* **What you should do**:
In the drug shortage text, what does Unguru say shortages are primarily the result of?

* **Provided text**:
Adamson also notes that a significantly higher amount is spent on generics in Europe, and a lower amount on newer drugs, which is the opposite situation of that in the US. “The bottom line,” he stressed, “is that long-term solutions to this problem involve US Medicare regulations, economic, and other policies.”

Call for Action

Long-term solutions are needed to ensure an uninterrupted drug supply, but it is a multifaceted process. Unguru emphasizes that greater government involvement is essential, as well as offering manufacturers incentives and subsidies to guarantee adequate and affordable access to these lifesaving drugs.
Essential medicines should be viewed in the same manner as public utilities, and reasonable reimbursement needs to be provided for sterile generic injectables. “We need to recognize that shortages are primarily the result of economic considerations and business decisions,” he said, and, accordingly, partner with and leverage the innovative business model of groups like Civica Rx as long as these outfits commit to produce a range of essential and critical infrastructure drugs, including chemotherapeutics.

* **Study material**:
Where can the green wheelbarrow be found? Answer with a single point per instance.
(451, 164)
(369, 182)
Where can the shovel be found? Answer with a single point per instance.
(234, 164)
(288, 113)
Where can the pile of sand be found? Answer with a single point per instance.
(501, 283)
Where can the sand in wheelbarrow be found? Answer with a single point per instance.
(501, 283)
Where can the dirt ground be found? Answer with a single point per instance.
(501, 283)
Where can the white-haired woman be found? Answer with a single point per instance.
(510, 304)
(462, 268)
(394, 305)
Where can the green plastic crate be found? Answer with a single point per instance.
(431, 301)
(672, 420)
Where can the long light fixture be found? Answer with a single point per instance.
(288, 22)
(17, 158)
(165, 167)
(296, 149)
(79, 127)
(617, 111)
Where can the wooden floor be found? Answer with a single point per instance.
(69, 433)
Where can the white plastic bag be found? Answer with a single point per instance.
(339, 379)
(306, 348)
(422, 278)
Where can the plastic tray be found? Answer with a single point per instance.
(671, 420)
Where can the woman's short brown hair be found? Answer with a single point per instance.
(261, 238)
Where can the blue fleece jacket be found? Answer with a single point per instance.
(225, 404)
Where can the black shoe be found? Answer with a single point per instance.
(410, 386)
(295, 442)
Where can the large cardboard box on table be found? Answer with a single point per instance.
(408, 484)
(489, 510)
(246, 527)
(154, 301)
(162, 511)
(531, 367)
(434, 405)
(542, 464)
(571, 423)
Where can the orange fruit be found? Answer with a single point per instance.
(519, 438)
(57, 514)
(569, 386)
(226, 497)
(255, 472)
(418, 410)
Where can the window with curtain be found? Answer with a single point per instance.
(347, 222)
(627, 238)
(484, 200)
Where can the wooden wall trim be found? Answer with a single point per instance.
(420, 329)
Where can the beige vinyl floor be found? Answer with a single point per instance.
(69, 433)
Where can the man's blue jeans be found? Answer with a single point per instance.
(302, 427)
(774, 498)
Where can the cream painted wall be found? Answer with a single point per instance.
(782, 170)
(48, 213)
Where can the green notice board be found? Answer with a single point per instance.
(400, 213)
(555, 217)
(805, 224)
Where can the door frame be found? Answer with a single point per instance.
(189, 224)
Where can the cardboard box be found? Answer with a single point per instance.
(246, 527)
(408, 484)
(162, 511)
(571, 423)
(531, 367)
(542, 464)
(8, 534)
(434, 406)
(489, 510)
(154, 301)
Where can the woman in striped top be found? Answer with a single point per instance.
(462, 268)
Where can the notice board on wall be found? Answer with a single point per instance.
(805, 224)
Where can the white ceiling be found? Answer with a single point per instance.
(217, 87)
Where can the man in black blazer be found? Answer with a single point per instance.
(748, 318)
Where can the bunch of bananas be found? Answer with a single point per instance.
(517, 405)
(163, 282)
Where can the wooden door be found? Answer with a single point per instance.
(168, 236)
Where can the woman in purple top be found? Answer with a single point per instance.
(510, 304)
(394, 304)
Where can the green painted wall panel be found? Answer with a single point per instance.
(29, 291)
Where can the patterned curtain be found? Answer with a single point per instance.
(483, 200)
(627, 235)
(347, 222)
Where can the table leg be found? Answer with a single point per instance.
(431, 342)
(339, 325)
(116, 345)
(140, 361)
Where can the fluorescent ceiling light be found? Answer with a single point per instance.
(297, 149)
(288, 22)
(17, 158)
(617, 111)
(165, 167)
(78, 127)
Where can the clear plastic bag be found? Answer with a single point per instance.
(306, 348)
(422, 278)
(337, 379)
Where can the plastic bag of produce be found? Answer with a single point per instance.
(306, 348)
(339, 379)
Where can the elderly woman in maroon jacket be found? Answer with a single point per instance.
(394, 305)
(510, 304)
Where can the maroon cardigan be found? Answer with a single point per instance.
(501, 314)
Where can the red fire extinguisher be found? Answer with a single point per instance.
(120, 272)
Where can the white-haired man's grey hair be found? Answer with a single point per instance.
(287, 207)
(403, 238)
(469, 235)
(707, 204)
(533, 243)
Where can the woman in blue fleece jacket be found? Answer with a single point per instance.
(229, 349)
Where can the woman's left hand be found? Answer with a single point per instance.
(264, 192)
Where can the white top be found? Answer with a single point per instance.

* **Worked solution**:
Economic considerations and business decisions.